* [GOAL]:
Count how many lines in the entries below contain the string "house", with case counting, and give only that number.

Point placement records:
________________

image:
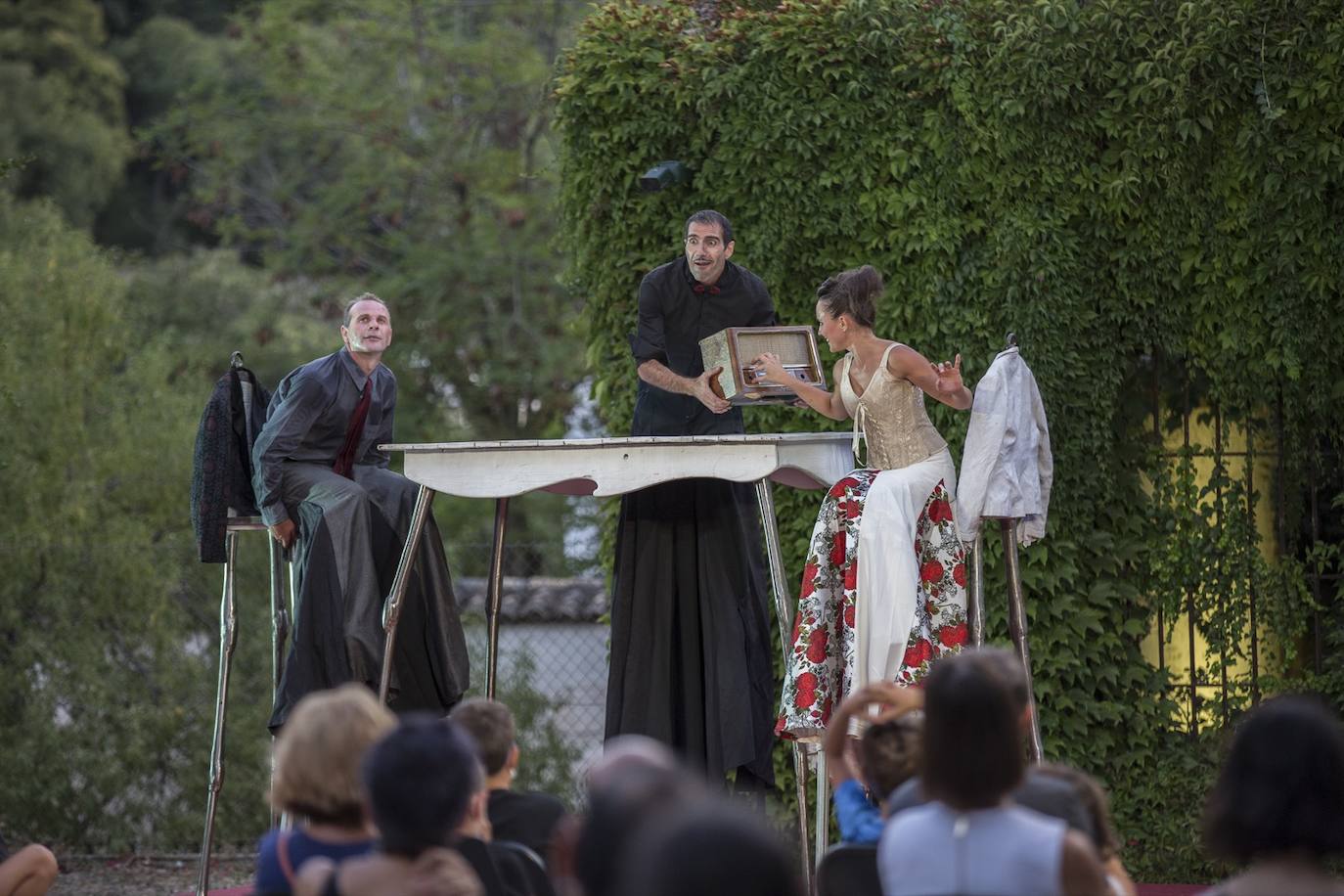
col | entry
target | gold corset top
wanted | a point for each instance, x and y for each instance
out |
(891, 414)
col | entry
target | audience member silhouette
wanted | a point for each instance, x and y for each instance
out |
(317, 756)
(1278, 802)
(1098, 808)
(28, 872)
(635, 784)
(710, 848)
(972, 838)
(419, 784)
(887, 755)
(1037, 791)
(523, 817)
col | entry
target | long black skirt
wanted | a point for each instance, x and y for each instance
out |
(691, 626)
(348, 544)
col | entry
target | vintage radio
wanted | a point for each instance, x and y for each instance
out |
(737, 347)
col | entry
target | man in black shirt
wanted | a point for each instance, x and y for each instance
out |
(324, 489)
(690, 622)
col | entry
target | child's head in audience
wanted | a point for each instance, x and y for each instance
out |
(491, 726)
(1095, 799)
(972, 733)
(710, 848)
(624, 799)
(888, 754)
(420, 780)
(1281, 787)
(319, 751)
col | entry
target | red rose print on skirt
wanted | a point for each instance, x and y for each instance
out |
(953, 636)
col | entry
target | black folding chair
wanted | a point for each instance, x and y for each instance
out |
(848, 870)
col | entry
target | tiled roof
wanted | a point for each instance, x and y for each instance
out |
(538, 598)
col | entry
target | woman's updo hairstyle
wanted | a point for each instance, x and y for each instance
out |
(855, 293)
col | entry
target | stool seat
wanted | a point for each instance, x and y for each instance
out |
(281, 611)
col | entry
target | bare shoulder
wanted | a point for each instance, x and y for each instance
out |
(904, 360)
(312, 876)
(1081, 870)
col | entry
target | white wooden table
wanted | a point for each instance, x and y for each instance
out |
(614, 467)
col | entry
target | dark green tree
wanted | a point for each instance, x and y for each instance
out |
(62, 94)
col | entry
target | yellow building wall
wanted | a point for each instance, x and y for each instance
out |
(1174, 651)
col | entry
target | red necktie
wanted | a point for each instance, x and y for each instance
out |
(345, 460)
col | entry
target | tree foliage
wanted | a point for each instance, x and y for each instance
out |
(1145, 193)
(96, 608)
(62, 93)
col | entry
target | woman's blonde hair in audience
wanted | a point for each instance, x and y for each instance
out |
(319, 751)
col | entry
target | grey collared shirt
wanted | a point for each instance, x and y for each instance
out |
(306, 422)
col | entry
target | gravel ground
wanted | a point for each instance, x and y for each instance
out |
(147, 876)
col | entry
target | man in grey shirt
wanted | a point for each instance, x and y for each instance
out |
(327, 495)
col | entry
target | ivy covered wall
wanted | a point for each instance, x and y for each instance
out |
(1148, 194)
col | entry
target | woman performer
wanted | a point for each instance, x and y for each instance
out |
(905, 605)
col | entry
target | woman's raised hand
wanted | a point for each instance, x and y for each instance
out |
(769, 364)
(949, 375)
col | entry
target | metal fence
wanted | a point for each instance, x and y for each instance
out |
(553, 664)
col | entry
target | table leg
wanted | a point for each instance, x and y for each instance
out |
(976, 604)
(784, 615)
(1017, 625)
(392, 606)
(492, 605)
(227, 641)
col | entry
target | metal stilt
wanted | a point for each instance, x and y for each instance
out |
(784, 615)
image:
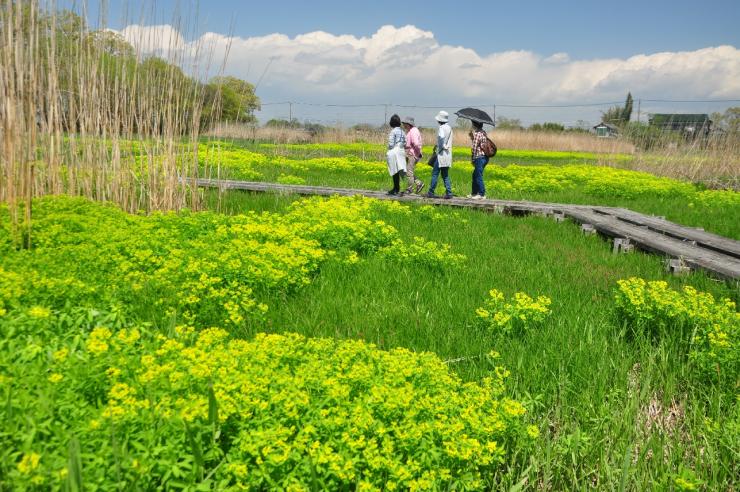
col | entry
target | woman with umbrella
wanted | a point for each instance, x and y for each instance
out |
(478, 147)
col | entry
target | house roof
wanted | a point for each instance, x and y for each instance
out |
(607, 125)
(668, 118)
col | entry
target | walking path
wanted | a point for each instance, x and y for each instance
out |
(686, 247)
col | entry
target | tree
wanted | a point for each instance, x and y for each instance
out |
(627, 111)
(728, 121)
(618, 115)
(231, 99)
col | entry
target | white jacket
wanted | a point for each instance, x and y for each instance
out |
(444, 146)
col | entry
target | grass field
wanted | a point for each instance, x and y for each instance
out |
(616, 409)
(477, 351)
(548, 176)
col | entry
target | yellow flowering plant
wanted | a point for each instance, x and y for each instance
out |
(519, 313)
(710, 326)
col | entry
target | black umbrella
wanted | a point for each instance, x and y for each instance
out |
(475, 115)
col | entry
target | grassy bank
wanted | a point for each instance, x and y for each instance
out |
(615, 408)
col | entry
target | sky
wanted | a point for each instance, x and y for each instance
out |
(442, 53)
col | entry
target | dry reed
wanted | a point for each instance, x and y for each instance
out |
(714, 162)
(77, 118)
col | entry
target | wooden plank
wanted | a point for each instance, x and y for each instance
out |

________________

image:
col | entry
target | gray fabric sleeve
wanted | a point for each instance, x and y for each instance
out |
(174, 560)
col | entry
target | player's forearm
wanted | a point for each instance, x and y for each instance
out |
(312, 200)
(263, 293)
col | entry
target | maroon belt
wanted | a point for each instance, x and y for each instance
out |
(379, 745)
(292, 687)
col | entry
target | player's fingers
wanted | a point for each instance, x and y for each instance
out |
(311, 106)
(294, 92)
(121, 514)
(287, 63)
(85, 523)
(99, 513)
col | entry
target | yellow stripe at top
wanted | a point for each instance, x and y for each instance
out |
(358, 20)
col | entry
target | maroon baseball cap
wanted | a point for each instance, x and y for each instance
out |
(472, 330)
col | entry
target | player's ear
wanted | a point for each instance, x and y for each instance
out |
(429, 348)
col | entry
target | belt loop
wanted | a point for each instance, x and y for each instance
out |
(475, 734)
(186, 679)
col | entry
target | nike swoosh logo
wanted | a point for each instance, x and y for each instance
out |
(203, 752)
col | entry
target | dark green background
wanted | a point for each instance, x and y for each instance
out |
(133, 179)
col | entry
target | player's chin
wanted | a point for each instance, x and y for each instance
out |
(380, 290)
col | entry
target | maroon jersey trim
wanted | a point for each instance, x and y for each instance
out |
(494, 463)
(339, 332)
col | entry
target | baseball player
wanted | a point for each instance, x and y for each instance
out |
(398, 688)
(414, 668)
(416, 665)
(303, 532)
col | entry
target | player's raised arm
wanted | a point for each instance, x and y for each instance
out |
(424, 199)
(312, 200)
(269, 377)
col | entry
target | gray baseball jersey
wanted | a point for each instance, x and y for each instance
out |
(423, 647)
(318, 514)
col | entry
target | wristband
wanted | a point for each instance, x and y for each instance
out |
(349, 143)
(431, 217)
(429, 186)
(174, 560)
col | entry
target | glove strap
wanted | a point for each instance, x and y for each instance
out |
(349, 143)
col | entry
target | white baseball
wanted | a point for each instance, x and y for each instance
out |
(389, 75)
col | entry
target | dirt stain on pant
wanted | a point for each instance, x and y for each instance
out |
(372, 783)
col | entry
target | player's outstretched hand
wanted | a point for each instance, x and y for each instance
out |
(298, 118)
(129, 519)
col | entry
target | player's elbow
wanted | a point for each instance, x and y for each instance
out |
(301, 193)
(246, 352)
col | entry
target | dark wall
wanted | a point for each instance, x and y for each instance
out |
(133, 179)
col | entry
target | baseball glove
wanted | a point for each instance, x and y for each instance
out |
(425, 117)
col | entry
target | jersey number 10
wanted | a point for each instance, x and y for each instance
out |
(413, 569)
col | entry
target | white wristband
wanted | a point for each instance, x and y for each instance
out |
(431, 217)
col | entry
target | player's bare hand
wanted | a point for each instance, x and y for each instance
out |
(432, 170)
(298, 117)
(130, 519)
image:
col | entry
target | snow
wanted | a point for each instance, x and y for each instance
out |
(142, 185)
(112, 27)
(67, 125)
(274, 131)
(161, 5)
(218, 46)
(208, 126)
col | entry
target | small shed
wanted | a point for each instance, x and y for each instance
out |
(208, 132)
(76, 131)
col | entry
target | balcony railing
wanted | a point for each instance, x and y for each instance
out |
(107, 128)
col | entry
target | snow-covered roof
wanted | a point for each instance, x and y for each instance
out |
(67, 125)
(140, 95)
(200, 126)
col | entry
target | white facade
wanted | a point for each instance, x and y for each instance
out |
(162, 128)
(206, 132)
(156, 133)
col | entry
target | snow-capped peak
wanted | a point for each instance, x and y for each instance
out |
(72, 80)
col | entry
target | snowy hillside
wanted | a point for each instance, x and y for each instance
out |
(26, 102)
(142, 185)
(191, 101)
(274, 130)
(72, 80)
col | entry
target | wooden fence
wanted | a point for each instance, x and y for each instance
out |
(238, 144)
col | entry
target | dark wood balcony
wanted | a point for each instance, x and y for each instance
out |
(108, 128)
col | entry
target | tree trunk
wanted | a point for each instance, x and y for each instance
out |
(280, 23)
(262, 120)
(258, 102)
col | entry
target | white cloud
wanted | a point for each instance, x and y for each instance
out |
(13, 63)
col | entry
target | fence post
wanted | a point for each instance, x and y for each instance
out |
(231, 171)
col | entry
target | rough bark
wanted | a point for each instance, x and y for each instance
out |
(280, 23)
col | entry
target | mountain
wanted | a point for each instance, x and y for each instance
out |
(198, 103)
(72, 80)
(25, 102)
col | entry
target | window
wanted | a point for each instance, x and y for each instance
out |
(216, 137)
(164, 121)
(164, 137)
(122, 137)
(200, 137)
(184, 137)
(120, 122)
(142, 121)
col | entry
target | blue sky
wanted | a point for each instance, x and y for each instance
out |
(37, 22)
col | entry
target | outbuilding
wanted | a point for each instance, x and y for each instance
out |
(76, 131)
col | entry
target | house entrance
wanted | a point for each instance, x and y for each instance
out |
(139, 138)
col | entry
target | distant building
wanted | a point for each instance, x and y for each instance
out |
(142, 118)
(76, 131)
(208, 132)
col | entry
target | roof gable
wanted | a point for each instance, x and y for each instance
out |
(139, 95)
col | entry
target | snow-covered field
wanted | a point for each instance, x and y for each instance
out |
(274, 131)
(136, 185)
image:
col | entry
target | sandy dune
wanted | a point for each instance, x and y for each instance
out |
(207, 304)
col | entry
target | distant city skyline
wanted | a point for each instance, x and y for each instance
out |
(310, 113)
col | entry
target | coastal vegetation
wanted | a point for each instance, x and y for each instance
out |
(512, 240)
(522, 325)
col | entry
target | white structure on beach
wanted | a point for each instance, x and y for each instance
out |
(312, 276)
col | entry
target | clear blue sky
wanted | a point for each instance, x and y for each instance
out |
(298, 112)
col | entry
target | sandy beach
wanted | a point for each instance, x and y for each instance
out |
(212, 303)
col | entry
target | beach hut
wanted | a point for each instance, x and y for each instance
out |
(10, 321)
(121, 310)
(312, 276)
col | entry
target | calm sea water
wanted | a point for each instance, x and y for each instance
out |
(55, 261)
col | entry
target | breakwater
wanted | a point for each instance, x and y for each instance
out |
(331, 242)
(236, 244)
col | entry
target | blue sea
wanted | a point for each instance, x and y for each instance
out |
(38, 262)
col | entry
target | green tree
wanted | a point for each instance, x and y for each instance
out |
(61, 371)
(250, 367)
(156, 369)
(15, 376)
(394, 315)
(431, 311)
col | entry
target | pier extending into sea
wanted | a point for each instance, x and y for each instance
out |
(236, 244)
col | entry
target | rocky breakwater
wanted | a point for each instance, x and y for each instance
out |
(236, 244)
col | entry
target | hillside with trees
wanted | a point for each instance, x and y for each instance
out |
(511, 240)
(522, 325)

________________

* [COMPLETED TASK]:
2